Work to be completed |
Switch "fence post" to "gate post" in the listing lines from the one containing "For each instance of the fence" through the last line, inclusive. Return only those lines, with everything else left as it is.
--- Provided data ---
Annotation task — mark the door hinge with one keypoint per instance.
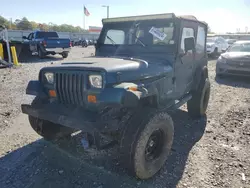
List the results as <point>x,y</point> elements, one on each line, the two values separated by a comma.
<point>173,80</point>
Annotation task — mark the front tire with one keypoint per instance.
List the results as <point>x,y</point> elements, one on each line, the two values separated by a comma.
<point>41,54</point>
<point>146,142</point>
<point>197,106</point>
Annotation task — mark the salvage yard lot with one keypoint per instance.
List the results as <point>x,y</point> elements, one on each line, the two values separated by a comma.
<point>208,152</point>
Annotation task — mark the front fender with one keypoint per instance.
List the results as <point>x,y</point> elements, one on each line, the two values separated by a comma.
<point>35,88</point>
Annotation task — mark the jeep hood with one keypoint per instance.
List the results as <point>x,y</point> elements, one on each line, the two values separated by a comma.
<point>120,69</point>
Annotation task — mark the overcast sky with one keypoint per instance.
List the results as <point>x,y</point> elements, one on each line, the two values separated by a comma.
<point>222,16</point>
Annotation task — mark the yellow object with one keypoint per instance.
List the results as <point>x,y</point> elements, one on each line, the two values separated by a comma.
<point>92,98</point>
<point>52,93</point>
<point>14,56</point>
<point>1,51</point>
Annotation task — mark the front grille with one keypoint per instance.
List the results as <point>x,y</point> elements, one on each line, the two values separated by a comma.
<point>70,88</point>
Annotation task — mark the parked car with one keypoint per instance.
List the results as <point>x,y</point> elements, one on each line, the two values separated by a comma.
<point>91,42</point>
<point>84,43</point>
<point>236,60</point>
<point>216,46</point>
<point>230,41</point>
<point>45,43</point>
<point>126,92</point>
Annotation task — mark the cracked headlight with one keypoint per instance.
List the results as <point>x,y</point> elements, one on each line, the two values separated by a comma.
<point>95,81</point>
<point>49,77</point>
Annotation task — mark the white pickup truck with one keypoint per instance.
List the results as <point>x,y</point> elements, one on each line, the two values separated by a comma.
<point>216,46</point>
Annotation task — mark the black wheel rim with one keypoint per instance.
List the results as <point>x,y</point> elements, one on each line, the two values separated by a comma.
<point>154,145</point>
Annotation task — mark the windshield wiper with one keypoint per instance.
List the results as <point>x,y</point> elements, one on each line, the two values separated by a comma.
<point>137,38</point>
<point>140,41</point>
<point>108,37</point>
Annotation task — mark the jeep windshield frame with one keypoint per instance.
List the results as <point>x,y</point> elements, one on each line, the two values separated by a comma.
<point>134,33</point>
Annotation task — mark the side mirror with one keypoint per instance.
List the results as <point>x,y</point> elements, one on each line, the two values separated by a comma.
<point>189,44</point>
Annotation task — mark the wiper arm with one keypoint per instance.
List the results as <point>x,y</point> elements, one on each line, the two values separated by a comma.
<point>113,42</point>
<point>140,41</point>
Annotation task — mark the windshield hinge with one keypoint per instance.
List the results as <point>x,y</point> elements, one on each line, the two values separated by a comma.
<point>173,80</point>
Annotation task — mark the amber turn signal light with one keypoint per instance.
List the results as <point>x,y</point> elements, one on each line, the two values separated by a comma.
<point>52,93</point>
<point>92,98</point>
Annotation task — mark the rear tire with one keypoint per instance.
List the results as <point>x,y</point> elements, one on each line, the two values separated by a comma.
<point>146,142</point>
<point>197,106</point>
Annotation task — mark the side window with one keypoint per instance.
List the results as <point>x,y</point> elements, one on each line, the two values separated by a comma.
<point>200,42</point>
<point>186,33</point>
<point>169,35</point>
<point>31,36</point>
<point>115,36</point>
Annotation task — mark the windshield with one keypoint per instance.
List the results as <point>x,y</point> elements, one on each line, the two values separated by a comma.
<point>140,33</point>
<point>240,48</point>
<point>46,35</point>
<point>211,39</point>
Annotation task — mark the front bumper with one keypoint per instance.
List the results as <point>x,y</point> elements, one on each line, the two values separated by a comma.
<point>225,69</point>
<point>89,117</point>
<point>210,50</point>
<point>57,50</point>
<point>70,116</point>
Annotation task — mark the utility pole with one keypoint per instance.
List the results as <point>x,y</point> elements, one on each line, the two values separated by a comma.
<point>107,10</point>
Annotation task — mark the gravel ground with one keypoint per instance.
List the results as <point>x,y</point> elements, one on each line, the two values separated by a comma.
<point>209,152</point>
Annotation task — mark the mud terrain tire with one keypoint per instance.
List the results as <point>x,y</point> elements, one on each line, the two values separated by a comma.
<point>146,142</point>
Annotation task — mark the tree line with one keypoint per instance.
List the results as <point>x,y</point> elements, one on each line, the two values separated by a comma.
<point>25,24</point>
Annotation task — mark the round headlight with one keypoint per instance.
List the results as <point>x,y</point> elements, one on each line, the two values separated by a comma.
<point>95,81</point>
<point>49,77</point>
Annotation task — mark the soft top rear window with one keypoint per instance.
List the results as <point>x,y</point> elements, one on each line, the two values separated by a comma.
<point>46,35</point>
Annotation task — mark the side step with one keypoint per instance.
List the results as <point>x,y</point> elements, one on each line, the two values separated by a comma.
<point>182,101</point>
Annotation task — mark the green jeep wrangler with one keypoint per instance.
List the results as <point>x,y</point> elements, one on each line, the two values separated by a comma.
<point>144,67</point>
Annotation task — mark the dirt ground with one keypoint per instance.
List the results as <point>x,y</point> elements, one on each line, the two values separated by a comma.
<point>210,152</point>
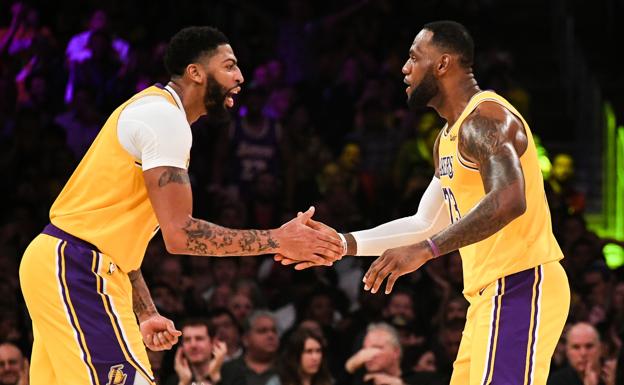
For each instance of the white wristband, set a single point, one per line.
(344, 243)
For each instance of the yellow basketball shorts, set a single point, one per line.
(512, 328)
(84, 328)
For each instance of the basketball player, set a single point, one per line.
(487, 200)
(80, 277)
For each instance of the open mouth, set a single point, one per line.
(229, 97)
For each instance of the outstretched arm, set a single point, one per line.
(494, 139)
(430, 218)
(170, 193)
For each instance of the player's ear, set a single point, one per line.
(195, 72)
(443, 63)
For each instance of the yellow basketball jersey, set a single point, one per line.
(524, 243)
(105, 201)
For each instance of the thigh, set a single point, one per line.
(41, 370)
(552, 313)
(528, 311)
(82, 311)
(461, 366)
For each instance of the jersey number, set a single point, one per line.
(451, 203)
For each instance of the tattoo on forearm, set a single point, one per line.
(205, 238)
(173, 175)
(142, 303)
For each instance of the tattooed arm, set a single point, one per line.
(494, 139)
(170, 193)
(142, 303)
(159, 333)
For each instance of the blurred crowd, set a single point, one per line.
(321, 121)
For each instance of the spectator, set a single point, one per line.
(257, 365)
(303, 361)
(378, 361)
(583, 350)
(79, 48)
(241, 306)
(226, 329)
(199, 357)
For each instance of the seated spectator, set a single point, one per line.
(226, 329)
(78, 49)
(379, 360)
(257, 365)
(199, 357)
(304, 360)
(81, 122)
(583, 350)
(13, 365)
(241, 306)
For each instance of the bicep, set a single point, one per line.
(169, 190)
(488, 142)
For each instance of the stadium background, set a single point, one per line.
(324, 90)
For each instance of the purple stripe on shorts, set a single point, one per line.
(492, 331)
(118, 324)
(535, 320)
(64, 293)
(514, 329)
(92, 317)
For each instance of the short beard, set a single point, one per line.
(214, 101)
(424, 92)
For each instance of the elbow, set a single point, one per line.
(515, 208)
(174, 243)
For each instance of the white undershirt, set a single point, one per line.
(155, 132)
(431, 218)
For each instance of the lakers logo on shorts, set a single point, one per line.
(116, 376)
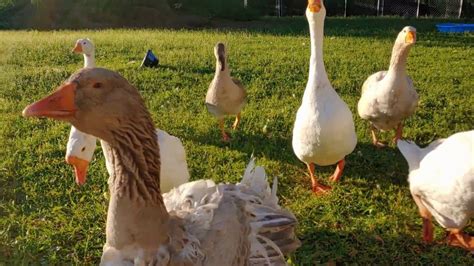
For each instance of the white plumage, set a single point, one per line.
(324, 131)
(442, 178)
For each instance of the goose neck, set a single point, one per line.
(89, 60)
(398, 60)
(221, 69)
(317, 73)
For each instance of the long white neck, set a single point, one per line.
(317, 72)
(222, 73)
(89, 60)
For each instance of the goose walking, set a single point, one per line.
(206, 224)
(226, 95)
(324, 131)
(441, 178)
(389, 97)
(80, 147)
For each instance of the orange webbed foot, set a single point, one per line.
(462, 240)
(320, 189)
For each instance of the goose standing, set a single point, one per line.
(442, 184)
(324, 130)
(208, 224)
(81, 146)
(388, 97)
(226, 95)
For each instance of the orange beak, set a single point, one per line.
(80, 168)
(314, 5)
(77, 48)
(58, 105)
(411, 37)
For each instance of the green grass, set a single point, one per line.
(368, 218)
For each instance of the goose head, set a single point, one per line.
(96, 101)
(406, 37)
(84, 46)
(315, 10)
(220, 54)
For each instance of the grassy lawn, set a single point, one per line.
(45, 218)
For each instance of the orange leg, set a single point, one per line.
(375, 140)
(459, 239)
(338, 172)
(426, 216)
(317, 187)
(236, 122)
(398, 133)
(225, 137)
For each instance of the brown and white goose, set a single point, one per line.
(205, 224)
(226, 95)
(388, 97)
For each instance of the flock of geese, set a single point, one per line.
(157, 217)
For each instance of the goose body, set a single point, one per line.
(81, 146)
(197, 223)
(389, 97)
(441, 178)
(226, 95)
(324, 131)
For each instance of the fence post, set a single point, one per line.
(418, 9)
---
Solution to this task |
For each instance of the gate post, set a single point, one per line.
(418, 9)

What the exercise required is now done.